◆ **WHAT THIS EXERCISE ASKS**
a) Rewrite the part of the central locking thread starting at "I am in Ipswich" and ending at "want for it?", replacing "this morning" with "this afternoon".
b) Answer these questions about the central locking thread:
(i) Which car is the central locking module asked about for?
(ii) Besides the central locking, which two things does the ECU also handle?
(iii) What does the reply say the unit has probably suffered, and why?

◆ **TEXT PASSAGE**
┌──
# central locking control module location



## brandy666dog (Sep 29, 2008)

Hi can anyone tell me where to central locking module is located in a 2000 225 roadster


----------



## darkwolfe (Jun 12, 2010)

The control unit is located behind the driver seat in the bulkhead between the boot and the cabin, under the rood stowage space.

To access, leave the roof up, get your head between the roll hoops, directly behind the drivers roll hoop you'll see an access panel (carpet), lift this up and you'll see the ECU below that bolted to the bulkhead.

The ECU does a lot of things though not just the central locking, also interior lights and the window drop feature.

BTW, what's the problem you have?


----------



## brandy666dog (Sep 29, 2008)

cheers mate 
need to get numbers to get a replacement. hood ,petrol cap ,boot ,roof, interior lights ,window drop and central locking not working told unit is faulty but need to find what one I need hopfully can aquire a second hand one
Vic


----------



## darkwolfe (Jun 12, 2010)

If you have all those problems then yes it's that unit and it's probably suffered water ingress due to blocked drain holes.

As a start remove the module and slide the PCB out, if it's not too bad you can repair it, mine was only burned out on the main 5v rail so was an easy fix. Unfortunatly I had already bought a replacement, which I still have if you need one. It's brand new and still in the box. I'd give the repair a go first though as the replacement unit will need coding to your car.

Where are you btw?


----------



## brandy666dog (Sep 29, 2008)

I am in Ipswich Suffolk
I will try and remove it this morning and have a look
my mechanic mate has the facility to recode it
if yours is the same as mine how much do you want for it?
└──
◆ **DATASET EXTRACT**
┌──
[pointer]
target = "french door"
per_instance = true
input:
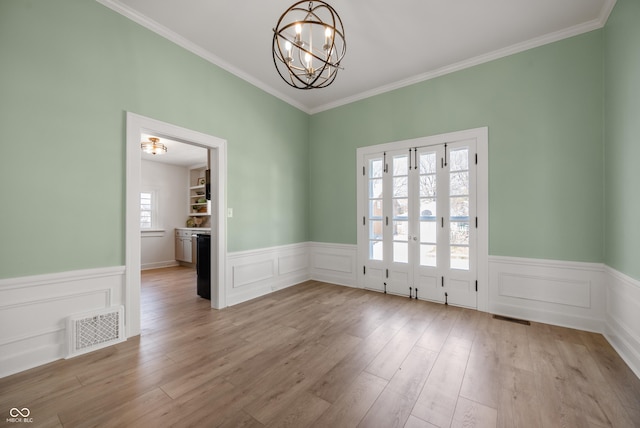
└──
◆ **TASK RESPONSES**
a)
I am in Ipswich Suffolk
I will try and remove it this afternoon and have a look
my mechanic mate has the facility to recode it
if yours is the same as mine how much do you want for it?

b)
(i) A 2000 225 roadster.
(ii) The interior lights and the window drop feature.
(iii) Water ingress, due to blocked drain holes.